— EXERCISE BRIEF —
Every line containing "below" should be copied out. Go through the entries and find them.

*** DATASET EXTRACT Section Begins ***

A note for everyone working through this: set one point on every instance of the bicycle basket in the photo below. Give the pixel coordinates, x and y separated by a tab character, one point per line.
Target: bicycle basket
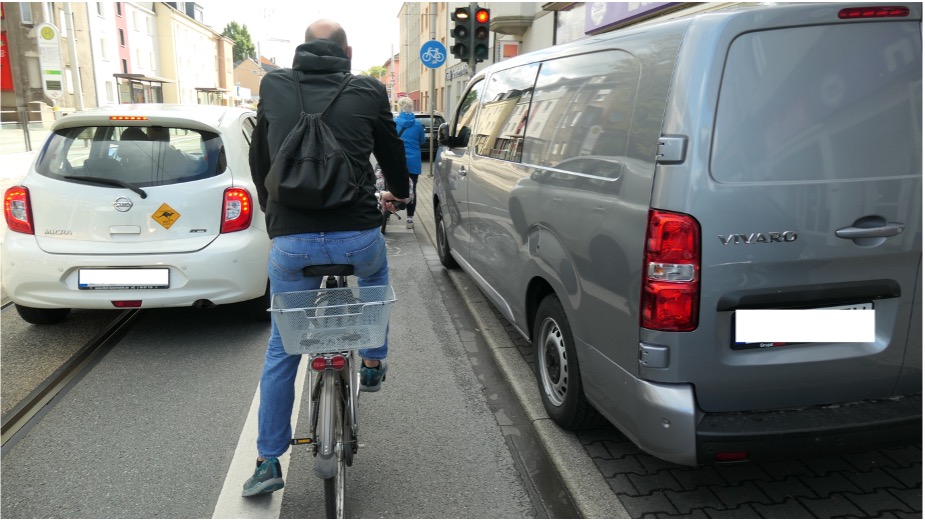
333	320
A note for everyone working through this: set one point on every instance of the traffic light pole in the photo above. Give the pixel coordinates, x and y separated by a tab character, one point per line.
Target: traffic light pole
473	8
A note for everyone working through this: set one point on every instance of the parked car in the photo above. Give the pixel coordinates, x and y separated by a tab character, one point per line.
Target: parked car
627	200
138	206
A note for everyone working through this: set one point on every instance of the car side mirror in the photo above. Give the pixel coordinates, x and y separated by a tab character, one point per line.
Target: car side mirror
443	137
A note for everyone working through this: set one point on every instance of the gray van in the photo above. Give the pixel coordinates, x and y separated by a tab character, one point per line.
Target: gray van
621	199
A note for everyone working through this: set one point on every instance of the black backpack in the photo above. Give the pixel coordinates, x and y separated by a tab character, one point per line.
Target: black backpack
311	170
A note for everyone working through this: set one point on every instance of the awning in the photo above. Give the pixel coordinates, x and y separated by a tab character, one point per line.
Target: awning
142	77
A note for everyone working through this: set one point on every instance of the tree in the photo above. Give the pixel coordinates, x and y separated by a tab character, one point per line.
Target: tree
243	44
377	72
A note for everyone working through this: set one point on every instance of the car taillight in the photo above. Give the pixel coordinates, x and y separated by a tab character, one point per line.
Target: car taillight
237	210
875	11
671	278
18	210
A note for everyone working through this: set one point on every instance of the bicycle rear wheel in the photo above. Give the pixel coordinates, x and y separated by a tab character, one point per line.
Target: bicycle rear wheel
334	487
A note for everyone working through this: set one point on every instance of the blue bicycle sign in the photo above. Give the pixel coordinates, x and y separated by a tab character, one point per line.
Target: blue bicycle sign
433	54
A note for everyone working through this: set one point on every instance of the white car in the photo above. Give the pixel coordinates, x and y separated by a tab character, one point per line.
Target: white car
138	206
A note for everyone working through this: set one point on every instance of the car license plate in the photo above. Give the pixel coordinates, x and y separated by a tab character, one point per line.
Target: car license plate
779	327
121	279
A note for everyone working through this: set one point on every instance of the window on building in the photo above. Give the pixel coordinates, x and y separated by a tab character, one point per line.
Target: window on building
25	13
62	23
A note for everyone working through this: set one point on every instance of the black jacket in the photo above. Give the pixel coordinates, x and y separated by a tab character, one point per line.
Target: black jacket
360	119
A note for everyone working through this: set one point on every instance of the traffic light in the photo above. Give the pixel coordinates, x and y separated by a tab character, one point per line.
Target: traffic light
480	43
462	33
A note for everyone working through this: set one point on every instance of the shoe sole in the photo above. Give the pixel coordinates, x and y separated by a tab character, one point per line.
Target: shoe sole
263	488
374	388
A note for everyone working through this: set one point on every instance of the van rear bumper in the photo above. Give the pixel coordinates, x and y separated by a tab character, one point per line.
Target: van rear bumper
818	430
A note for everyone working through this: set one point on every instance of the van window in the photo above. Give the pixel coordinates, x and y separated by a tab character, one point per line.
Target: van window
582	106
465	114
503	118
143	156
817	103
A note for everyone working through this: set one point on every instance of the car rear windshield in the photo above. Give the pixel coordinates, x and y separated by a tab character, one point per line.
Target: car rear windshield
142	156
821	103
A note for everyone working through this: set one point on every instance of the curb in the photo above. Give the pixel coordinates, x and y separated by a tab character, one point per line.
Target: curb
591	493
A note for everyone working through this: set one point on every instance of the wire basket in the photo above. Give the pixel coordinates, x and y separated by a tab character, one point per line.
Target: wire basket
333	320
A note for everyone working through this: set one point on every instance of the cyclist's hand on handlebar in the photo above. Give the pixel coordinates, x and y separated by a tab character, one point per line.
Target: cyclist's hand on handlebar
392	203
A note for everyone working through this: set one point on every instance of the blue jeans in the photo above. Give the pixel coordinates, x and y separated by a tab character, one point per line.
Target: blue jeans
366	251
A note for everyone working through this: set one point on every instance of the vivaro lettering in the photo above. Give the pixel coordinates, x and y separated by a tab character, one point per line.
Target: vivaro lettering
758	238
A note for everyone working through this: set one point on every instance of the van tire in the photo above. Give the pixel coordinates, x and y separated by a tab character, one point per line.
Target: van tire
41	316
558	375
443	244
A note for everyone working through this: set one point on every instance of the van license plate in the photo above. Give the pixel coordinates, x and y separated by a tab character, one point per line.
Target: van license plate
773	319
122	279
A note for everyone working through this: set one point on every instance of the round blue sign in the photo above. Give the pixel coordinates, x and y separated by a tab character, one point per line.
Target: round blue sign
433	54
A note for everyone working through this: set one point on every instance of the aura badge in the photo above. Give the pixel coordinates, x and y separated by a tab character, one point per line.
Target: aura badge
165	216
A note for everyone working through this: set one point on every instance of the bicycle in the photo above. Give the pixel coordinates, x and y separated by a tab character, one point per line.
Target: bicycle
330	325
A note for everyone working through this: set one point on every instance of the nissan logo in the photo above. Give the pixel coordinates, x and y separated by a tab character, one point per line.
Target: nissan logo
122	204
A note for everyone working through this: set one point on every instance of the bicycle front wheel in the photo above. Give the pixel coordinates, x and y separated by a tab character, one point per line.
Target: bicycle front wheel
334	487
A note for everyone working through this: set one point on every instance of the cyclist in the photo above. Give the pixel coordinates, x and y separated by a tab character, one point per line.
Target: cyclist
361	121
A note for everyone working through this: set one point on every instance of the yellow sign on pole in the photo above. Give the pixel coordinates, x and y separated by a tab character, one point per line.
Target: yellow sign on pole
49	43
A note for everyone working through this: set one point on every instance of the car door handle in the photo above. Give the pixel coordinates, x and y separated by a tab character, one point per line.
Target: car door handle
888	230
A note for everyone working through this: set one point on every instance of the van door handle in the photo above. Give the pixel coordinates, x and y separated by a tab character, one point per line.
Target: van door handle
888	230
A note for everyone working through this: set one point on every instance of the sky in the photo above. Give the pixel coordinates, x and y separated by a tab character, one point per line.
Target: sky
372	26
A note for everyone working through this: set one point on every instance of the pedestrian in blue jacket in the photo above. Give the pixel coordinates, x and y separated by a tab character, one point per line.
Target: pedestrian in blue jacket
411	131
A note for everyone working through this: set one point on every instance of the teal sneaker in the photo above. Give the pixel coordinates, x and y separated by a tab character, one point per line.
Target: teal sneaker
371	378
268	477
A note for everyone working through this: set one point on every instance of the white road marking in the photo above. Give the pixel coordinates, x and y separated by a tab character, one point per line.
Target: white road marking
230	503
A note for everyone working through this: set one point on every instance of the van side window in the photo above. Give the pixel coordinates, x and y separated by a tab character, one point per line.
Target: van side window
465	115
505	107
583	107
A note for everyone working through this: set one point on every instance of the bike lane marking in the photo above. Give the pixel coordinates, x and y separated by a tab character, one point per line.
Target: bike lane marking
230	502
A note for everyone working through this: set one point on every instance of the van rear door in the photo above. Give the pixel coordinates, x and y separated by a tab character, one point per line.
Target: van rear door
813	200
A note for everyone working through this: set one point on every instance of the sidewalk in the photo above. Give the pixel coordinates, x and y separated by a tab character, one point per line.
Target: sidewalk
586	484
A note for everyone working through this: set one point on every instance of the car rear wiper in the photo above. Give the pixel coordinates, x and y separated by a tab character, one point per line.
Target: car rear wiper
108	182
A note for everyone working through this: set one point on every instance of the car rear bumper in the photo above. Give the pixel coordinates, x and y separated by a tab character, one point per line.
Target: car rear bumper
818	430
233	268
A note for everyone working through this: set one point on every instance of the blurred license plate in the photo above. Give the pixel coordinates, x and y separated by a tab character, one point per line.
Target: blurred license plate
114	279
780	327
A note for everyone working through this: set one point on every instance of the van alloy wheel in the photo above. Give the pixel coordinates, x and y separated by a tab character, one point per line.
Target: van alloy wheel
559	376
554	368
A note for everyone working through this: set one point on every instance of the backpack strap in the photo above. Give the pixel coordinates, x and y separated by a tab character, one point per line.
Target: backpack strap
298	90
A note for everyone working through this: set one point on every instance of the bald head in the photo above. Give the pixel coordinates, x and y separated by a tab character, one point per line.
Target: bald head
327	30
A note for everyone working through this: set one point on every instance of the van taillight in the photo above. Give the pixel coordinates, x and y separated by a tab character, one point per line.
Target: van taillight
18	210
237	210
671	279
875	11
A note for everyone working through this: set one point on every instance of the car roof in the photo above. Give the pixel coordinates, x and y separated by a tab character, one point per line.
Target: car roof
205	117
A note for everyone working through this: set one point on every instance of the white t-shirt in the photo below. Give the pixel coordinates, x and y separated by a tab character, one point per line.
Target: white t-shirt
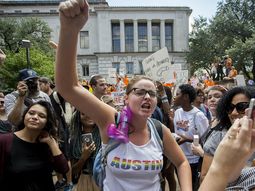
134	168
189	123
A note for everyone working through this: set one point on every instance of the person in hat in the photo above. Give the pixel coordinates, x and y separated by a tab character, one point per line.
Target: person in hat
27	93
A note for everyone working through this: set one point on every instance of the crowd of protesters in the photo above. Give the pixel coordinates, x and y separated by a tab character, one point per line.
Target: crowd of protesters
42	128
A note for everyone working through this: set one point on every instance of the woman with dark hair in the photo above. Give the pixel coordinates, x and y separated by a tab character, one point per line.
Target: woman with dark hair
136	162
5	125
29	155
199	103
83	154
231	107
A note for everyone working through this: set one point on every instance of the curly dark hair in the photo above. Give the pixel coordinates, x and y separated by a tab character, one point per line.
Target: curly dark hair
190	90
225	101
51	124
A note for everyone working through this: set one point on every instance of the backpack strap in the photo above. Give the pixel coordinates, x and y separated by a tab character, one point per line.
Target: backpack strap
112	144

*** DATASET EXTRACT Section Ends ***

— TASK SOLUTION —
A note for everyone working through this: set one point on every instance of the bicycle basket in the photo below. Give the pixel coordinates, x and y separated by a tab character, one point per line.
A note for everyone working through this: set one point on every instance of the white t-shirt in the photo below. Give the pixel coordinates, x and y separated by a tab character, one point per line.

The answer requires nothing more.